*STATED PROBLEM*:
Retype every row below character for character, and leave the pictures out of your copy.

[Entries from a pointing dataset]
## Begin

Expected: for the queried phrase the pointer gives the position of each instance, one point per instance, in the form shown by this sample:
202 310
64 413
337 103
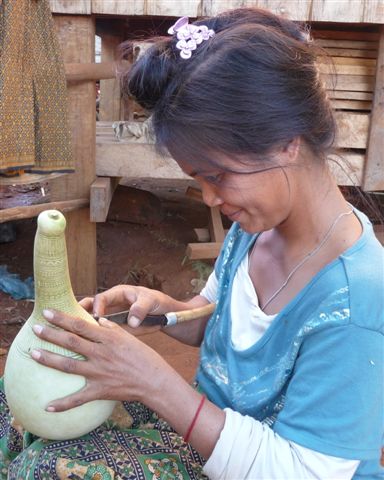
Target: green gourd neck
53 288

## End

*REPLY TO THE EXERCISE*:
Expected: for the queried phrase the pointer gives the position of each instance, one point per instance, in the form shown by this sample:
202 310
64 413
337 103
Target: green gourd neck
53 288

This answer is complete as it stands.